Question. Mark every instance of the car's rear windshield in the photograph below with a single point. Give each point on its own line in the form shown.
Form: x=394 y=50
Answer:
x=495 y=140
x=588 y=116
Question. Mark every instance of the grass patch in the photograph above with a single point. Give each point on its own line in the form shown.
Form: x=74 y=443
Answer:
________________
PROBLEM TO WORK ON
The final stretch of the listing, from the line containing "Question. Mark every instance of the grass" through its last line, both included, is to be output exactly and by itself.

RESULT OF THE EXERCISE
Question. Mark every instance of the grass patch in the photograph above with a single point. Give each point on its own line in the form shown.
Form: x=74 y=443
Answer:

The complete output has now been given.